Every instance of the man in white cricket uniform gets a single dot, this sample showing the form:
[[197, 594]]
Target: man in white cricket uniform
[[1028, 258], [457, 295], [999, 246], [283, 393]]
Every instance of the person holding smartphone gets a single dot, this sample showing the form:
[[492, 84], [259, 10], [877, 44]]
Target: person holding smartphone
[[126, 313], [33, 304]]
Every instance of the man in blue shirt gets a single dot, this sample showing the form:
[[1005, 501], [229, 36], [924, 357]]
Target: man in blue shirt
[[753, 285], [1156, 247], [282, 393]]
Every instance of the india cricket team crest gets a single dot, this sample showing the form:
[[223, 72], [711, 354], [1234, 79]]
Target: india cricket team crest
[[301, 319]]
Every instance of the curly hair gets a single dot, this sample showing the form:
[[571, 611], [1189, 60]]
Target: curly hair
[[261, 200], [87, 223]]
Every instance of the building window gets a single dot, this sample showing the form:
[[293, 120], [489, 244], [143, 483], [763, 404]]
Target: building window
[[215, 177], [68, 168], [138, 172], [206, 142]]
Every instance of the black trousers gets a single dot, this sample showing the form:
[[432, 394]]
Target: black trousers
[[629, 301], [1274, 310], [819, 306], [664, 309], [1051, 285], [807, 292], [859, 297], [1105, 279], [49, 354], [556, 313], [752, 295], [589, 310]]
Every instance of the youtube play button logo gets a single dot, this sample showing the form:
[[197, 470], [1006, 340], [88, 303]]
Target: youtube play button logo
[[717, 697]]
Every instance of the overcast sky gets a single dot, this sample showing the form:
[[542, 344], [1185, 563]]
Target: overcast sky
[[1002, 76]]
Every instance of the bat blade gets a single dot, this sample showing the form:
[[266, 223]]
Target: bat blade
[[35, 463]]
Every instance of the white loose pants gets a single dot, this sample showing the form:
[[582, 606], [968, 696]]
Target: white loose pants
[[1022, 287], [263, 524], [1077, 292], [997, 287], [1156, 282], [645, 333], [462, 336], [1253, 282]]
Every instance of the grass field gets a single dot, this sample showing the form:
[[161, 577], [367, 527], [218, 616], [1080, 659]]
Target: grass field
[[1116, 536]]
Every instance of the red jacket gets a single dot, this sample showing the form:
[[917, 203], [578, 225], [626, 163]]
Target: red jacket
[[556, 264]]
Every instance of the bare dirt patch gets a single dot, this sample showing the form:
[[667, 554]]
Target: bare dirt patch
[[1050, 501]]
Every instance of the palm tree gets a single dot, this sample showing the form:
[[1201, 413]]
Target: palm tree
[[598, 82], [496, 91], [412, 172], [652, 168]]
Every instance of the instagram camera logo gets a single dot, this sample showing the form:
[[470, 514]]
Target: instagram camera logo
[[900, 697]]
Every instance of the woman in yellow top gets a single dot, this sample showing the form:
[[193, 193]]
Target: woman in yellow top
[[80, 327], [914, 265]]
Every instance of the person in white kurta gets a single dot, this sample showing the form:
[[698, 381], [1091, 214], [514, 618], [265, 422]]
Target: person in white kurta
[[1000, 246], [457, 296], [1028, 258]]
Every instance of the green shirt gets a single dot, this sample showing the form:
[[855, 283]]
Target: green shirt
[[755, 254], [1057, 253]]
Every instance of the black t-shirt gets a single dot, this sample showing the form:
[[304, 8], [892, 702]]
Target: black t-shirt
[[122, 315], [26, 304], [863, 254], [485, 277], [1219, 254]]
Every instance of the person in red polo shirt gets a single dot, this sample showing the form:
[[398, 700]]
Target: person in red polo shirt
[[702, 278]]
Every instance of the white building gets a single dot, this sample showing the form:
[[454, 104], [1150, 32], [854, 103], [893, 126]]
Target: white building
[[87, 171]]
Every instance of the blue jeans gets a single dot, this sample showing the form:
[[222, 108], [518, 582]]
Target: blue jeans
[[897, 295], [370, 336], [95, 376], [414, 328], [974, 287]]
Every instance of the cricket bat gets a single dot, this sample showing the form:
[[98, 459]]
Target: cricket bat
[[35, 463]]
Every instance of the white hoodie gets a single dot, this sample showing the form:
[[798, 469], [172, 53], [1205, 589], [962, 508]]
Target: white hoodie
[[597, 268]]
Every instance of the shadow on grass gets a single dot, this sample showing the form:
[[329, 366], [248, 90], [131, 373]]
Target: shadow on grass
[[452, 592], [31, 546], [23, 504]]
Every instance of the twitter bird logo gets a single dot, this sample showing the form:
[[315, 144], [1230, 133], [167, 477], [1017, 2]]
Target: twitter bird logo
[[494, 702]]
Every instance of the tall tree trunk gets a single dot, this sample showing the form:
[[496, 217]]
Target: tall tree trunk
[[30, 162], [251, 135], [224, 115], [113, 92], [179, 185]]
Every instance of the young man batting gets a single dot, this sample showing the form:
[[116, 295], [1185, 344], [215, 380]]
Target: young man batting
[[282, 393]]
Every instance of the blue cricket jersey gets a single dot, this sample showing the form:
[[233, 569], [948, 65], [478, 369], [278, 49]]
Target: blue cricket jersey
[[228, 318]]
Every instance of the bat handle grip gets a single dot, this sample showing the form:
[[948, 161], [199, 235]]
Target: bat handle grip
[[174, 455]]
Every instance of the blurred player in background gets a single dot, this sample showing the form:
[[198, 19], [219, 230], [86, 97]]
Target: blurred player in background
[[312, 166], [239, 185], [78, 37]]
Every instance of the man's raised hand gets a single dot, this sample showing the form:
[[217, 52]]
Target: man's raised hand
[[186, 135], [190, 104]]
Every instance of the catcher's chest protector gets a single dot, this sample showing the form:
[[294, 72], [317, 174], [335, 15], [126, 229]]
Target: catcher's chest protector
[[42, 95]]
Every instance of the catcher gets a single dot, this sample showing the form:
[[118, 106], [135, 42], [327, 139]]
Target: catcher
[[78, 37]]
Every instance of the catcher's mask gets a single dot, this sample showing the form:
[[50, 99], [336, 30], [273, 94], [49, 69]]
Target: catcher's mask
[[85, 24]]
○ ○ ○ ○ ○ ○ ○
= WHAT THE EXERCISE ASKS =
Could you rewrite the listing with every "single dot" changed to "single point" and everything else left the same?

= THE REPLY =
Every instance of the man in white cricket uniform gets a single point, this sample showing the form:
[[197, 594]]
Target: man in white cricket uniform
[[1028, 258], [457, 295], [999, 246], [283, 393]]
Every instance of the person holding smartphone gets a single point, this sample showing the form:
[[492, 84], [259, 10], [877, 44]]
Target: person holding smartphone
[[126, 313], [33, 304]]
Every instance of the man in blue shirt gets a single point, this sample showing the form:
[[1005, 501], [229, 36], [924, 357]]
Target: man in blue shirt
[[753, 285], [1156, 247], [282, 393]]
Every instance of the india cricket team crest gets a single point, this sample showing the form:
[[223, 72], [711, 354], [1234, 79]]
Target: india cricket team crest
[[301, 319]]
Every instance of the curly hair gets a single point, this sample showing the form:
[[571, 611], [1189, 60]]
Target: curly hair
[[261, 200], [87, 223]]
Every instance of the building window gets a single point, this sample showing the form:
[[293, 120], [489, 244], [143, 483], [763, 404]]
Target: building window
[[215, 177], [68, 168], [138, 172], [206, 142]]
Every instance of the black trousers gets a single point, this sample showing the form:
[[432, 394]]
Target: black trousers
[[629, 301], [1274, 310], [819, 306], [664, 309], [1051, 285], [807, 292], [859, 297], [1105, 279], [49, 354], [556, 313], [752, 295], [589, 310]]
Every instance of the youtube play button logo gets a single point, this sample showing the form:
[[197, 470], [1006, 340], [88, 303]]
Target: youtube play button logo
[[717, 697]]
Every instance of the overcast sky gets a single point, this sample showing the form:
[[542, 344], [1185, 563]]
Target: overcast sky
[[1002, 76]]
Every instance of the bat blade gets a single point, this sample showing the form:
[[266, 223]]
Target: bat blade
[[35, 463]]
Every instance of the white loose pants gets a single point, this sample showing the form:
[[582, 606], [968, 696]]
Target: white loose pants
[[1022, 287], [263, 524], [1077, 292], [997, 287], [1156, 282], [645, 333], [462, 336], [1253, 282]]
Every instance of the grass field gets a single point, this sample showing the form:
[[161, 577], [367, 527], [218, 616], [1080, 659]]
Target: grass field
[[1116, 536]]
Every instance of the red jacket gets a single point, this sample showing the form:
[[917, 203], [578, 225], [626, 163]]
Target: red jacket
[[556, 264]]
Every instance of the bare dirt patch gets a single point, this sample showing the form:
[[667, 554]]
Target: bare dirt patch
[[1050, 501]]
Every instance of the palm tree gets a single point, this sample showing the form:
[[1201, 413]]
Target: palm tree
[[598, 82], [496, 91], [412, 172], [652, 168]]
Every instance of the instagram camera logo gets a single point, this sample showing the form:
[[470, 514]]
Target: instagram camera logo
[[900, 697]]
Every instance of the woman in yellow top gets a single point, this sample showing the form:
[[193, 193]]
Target: woman in yellow top
[[80, 327], [914, 265]]
Every instance of the person in white kurta gets a single point, this sample showing the form:
[[698, 381], [1091, 214], [514, 618], [265, 422]]
Target: person in white kurta
[[1000, 246], [457, 296], [1028, 258]]
Every instance of the green shirt gets a single point, this sample showing the form:
[[855, 283]]
Target: green shirt
[[755, 254], [1057, 253]]
Every instance of the black t-shirt gets a single point, this sample showing the form:
[[304, 8], [892, 702]]
Target: black t-shirt
[[122, 315], [26, 304], [863, 254], [485, 277], [1219, 254]]
Every instance of the person in red polo shirt gets a single point, this sample showing the form:
[[398, 700]]
Target: person in red polo shirt
[[702, 278]]
Every instance of the white building gets a single point, this sample showing the form:
[[454, 104], [1150, 32], [854, 103], [893, 126]]
Target: white building
[[87, 171]]
Every instance of the blue jeans gets a single point, this sample showing the form:
[[222, 108], [518, 582]]
Target: blue jeans
[[897, 295], [370, 336], [95, 376], [414, 328], [974, 287]]
Every instance of the cricket bat gets a single point, this sample showing the form:
[[98, 459]]
Target: cricket bat
[[35, 463]]
Every instance of the white hoodie gets a single point, this sample showing the form:
[[798, 469], [172, 53], [1205, 589], [962, 508]]
Target: white hoodie
[[597, 268]]
Every instance of the shadow on grass gets a single point, this sample showing the form:
[[329, 366], [248, 90], [131, 373]]
Target: shadow on grass
[[452, 592], [31, 546], [23, 504]]
Every instance of the twitter bird logo gets a single point, this sample showing the form:
[[315, 144], [1230, 133], [167, 477], [1017, 2]]
Target: twitter bird logo
[[494, 702]]
Every instance of the tall tree trunk gets a single point, this sample showing the form:
[[496, 217]]
Target: tall tree trunk
[[30, 162], [251, 135], [224, 115], [113, 92], [179, 185]]
Every instance of the young man batting gets a single point, this sample showing the form:
[[116, 295], [1185, 344], [215, 380]]
Target: young man batting
[[282, 393]]
Every instance of the blue cricket jersey gets a single point, this sample showing the form:
[[233, 569], [948, 65], [478, 369], [278, 49]]
Target: blue cricket jersey
[[228, 318]]
Every instance of the bat handle grip gets a single point, this sample showing the form:
[[948, 161], [199, 235]]
Target: bat handle grip
[[174, 455]]
Every instance of the blurred player in background gets a single point, this sample showing the form:
[[198, 19], [219, 230], [86, 97]]
Target: blurred player in background
[[312, 166], [239, 185], [78, 37]]
Every instance of the man's raised hand gets a single point, this sample showing the form:
[[217, 52]]
Target: man's raised hand
[[186, 135], [190, 104]]
Every instance of the catcher's chest protector gets a single point, this sample showing the form:
[[294, 72], [317, 174], [335, 15], [126, 229]]
Target: catcher's chest protector
[[42, 95]]
Every instance of the catcher gets a single point, this sample showing the form:
[[118, 106], [135, 42], [327, 139]]
Target: catcher
[[78, 37]]
Every instance of the catcher's mask gets a single point, this sample showing the form:
[[50, 99], [336, 30], [273, 94], [49, 69]]
Target: catcher's mask
[[85, 24]]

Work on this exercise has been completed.